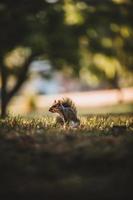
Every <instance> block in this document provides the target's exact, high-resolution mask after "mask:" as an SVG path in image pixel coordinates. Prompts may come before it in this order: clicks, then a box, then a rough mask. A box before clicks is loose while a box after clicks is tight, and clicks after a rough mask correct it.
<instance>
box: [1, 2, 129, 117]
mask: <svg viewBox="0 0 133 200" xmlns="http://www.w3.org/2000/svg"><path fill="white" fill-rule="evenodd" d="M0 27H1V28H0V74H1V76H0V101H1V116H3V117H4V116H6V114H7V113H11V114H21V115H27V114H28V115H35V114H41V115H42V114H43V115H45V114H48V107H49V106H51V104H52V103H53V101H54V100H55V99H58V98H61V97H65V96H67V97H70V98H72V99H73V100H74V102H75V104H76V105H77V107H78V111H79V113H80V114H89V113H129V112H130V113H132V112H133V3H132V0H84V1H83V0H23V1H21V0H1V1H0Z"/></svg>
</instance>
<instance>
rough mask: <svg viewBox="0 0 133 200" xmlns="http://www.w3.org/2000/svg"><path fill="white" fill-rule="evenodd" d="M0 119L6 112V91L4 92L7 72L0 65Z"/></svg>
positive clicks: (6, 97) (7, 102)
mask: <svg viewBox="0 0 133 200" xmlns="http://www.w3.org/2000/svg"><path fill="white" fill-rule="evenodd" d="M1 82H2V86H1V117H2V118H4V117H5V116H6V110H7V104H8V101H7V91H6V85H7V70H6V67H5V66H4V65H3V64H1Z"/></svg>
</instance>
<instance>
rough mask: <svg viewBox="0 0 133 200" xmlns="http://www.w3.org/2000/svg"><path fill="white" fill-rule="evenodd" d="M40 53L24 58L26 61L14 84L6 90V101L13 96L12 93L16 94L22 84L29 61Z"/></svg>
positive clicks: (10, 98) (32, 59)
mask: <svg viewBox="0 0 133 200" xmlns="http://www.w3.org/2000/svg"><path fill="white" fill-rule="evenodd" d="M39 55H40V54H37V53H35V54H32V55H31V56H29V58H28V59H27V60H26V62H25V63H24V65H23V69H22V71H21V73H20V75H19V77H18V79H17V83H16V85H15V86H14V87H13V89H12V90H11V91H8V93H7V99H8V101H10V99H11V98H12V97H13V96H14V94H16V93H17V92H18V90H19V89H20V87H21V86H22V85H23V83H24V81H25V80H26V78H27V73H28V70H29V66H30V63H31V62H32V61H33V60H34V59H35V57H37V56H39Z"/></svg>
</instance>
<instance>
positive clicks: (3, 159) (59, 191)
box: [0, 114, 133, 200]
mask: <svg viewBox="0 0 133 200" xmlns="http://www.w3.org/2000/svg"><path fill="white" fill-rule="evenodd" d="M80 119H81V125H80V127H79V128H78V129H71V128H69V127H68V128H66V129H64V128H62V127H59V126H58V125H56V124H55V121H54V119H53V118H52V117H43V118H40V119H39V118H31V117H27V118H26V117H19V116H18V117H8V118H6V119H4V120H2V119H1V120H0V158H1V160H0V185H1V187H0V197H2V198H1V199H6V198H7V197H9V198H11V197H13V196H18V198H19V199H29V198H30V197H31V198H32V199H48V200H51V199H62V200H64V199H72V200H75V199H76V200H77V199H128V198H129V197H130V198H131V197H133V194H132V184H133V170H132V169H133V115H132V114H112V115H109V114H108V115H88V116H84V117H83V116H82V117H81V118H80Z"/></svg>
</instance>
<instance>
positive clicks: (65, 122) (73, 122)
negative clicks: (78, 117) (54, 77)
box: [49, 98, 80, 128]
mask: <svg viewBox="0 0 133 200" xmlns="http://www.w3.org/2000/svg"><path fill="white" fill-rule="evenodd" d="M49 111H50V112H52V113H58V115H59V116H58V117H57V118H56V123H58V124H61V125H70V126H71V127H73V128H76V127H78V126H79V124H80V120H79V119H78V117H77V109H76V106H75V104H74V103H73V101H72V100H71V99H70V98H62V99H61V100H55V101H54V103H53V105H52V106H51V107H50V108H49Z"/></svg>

- - -

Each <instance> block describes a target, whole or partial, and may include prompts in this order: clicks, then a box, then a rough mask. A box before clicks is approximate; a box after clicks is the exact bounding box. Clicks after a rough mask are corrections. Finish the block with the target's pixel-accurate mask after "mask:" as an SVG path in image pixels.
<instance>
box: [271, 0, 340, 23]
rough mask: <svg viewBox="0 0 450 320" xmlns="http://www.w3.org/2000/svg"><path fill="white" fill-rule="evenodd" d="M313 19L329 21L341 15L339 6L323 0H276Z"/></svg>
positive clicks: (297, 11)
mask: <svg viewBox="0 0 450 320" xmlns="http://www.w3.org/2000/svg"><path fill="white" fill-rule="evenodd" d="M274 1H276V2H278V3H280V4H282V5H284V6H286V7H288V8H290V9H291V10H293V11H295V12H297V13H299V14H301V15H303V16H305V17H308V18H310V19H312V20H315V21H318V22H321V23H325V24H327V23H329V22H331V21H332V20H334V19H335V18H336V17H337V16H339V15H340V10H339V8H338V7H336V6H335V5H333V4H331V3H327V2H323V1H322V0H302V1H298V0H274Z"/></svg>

- - -

- _ASSIGNED TASK_
Copy every line of the listing that contains the word "before".

- _EXERCISE ANSWER_
Every <instance> block in this document provides the target's exact, high-resolution mask after "mask:" as an SVG path in image pixel coordinates. Prompts may come before it in this order: clicks, then a box, then a rough mask. A box before clicks is loose while a box after clicks is tight, and clicks after a rough mask correct it.
Each <instance> block describes a target, whole or partial, and may include prompts in this order: clicks, then a box, then a rough mask. A box before clicks is approximate; a box after clicks is the exact bounding box. Clicks after a rough mask are corrections. Finish the block with the target's pixel-accurate mask after "mask:" as an SVG path in image pixels.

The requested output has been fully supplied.